[SELECTED TEXT Boundary: Start]
The imitation firearm in Tuesday’s Walmart incident, though, had no special markings.

Both Cullum and Bertke say an orange tip on a toy or imitation gun does little to solve the problem.

“We’ve had them painted over. We’ve had them removed,” Bertke said.

Cullum adds that muzzles can be broken off. They’re also not visible at night. The tips of true guns could be painted in an effort to pass them off as fake.

In the heat of the moment, officers can’t always make fine distinctions, he said.

On the Evansville department’s Facebook page, Cullum recently paired a photo of a real gun, a duty weapon Glock, with a photo of an imitation gun purchased at Walmart for $10.

The question to Facebook users was simple: Identify the real gun.

Not everyone could, Cullum said.

“People were looking at it on the computer screen and arguing about it, which one was real and which one was fake,” he said. “And they had the luxury of staring at it as long as they wanted before deciding.

“Officers don’t get that luxury,” he said.

“When they put them side by side, they cannot tell you what is real or what is not,” said Kioumehr, the epidemiologist with the International Health & Epidemiology Research Center.
[SELECTED TEXT Boundary: End]
[THE DATA Boundary: Start]
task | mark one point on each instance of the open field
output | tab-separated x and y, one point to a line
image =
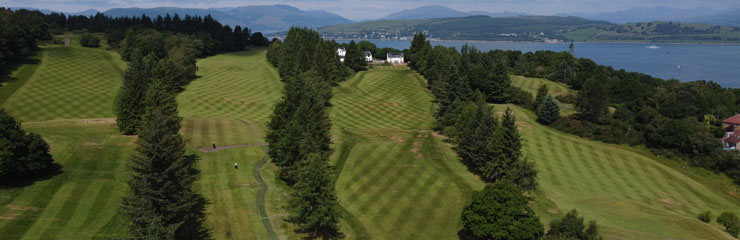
229	104
397	179
555	88
630	194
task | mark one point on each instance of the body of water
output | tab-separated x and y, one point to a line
686	62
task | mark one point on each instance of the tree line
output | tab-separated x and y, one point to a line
298	130
463	84
20	33
675	119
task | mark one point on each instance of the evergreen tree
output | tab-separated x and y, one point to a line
129	102
161	194
571	226
499	211
542	93
512	142
592	101
549	112
355	58
21	153
314	205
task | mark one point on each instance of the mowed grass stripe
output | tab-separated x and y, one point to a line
70	82
630	194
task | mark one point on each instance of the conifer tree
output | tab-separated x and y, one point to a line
130	101
21	153
314	205
161	194
548	112
542	93
355	58
512	142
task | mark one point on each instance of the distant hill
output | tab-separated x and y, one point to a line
646	14
435	11
658	31
267	18
728	18
521	28
282	17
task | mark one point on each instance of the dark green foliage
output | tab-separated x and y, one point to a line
161	194
548	112
313	205
89	40
731	223
273	53
542	92
355	58
21	154
257	39
365	45
572	226
705	216
500	211
20	32
485	74
592	101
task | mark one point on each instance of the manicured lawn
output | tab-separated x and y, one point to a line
70	82
630	194
397	179
555	88
228	104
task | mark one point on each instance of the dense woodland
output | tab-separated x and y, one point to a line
298	130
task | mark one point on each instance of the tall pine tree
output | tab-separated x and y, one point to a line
313	205
549	112
161	194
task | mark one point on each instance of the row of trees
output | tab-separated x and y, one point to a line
216	37
677	119
298	130
464	83
20	32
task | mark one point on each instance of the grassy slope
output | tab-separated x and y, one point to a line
555	88
632	195
397	179
81	203
230	105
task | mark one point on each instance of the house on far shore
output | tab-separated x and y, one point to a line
394	58
732	133
341	52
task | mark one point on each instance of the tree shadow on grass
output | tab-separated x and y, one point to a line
32	177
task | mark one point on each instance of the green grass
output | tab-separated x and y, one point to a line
229	104
397	179
79	203
554	88
632	195
70	83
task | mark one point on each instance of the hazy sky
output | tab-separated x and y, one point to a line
359	9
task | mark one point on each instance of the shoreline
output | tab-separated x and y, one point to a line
532	42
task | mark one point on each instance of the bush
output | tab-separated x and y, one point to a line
89	40
705	216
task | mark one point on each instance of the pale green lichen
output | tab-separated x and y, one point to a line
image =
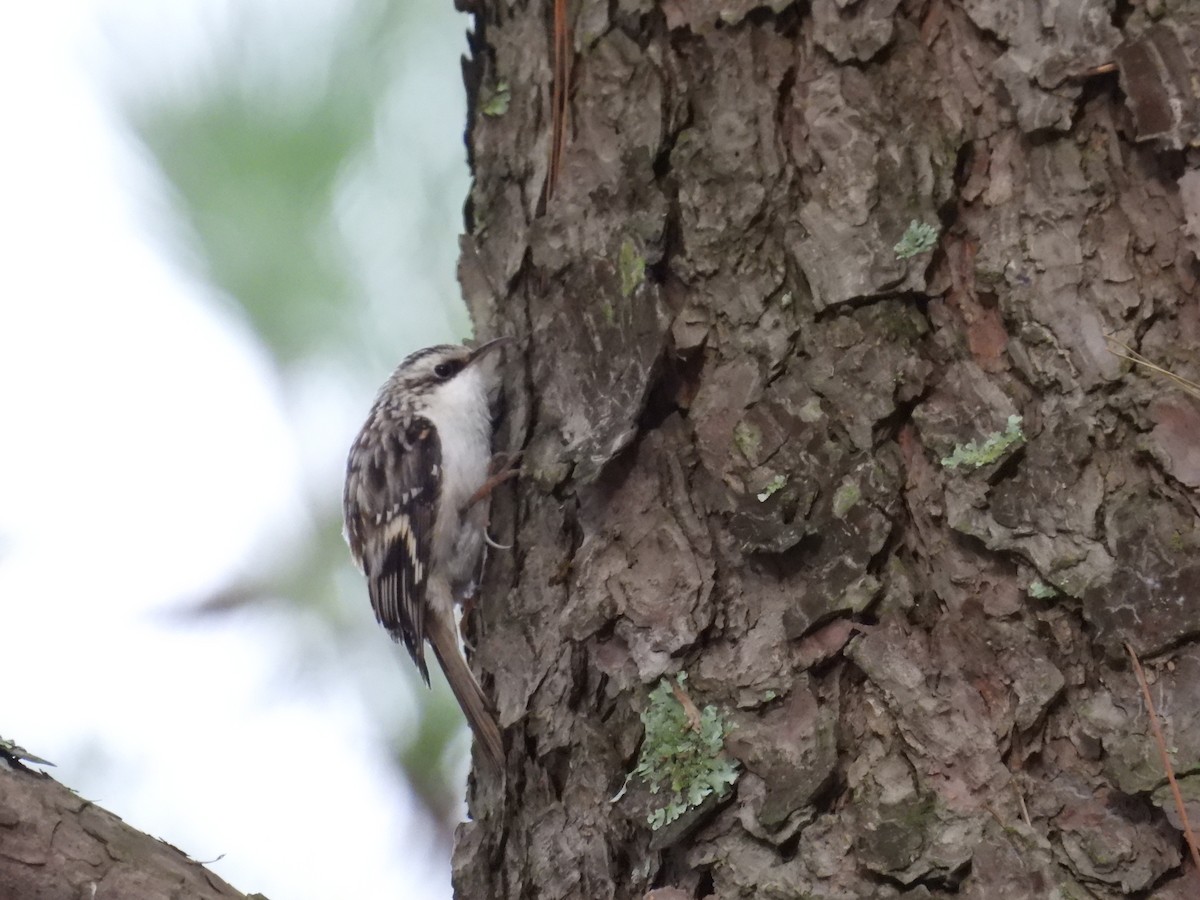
748	439
774	486
845	498
689	762
631	267
498	102
991	449
917	239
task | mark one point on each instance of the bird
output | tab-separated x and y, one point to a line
415	504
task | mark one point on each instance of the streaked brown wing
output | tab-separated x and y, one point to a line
391	493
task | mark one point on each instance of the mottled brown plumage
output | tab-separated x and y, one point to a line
411	521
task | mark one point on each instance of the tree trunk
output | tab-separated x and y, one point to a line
54	845
817	407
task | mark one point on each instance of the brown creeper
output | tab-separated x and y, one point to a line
415	507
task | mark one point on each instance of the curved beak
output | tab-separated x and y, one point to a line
487	347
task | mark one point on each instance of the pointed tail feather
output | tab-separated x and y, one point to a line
466	689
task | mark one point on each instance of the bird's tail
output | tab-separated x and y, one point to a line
466	689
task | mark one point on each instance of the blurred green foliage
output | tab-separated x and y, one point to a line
321	173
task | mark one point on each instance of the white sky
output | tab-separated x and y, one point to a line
143	455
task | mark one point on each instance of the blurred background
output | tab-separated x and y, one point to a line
221	226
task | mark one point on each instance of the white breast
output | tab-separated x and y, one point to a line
459	411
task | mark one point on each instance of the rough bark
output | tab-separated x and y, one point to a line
736	399
54	845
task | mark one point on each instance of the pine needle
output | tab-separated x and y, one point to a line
1138	359
1167	760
[THE DATA Boundary: End]
REQUIRED TASKS ->
1. According to the imitation-gun text, what did the imitation gun that Cullum posted on Facebook cost at Walmart?
2. Rewrite the paragraph of the imitation-gun text that begins "Cullum adds that muzzles" as a short bulleted list.
3. From the imitation-gun text, write out the stretch from "In the heat" through "the real gun." word for word.

SOLUTIONS TO THE PROBLEMS ->
1. It cost $10.

2.
- Muzzles can be broken off.
- Orange tips aren't visible at night.
- Real guns could have their tips painted so they pass as fake.

3.
In the heat of the moment, officers can’t always make fine distinctions, he said.

On the Evansville department’s Facebook page, Cullum recently paired a photo of a real gun, a duty weapon Glock, with a photo of an imitation gun purchased at Walmart for $10.

The question to Facebook users was simple: Identify the real gun.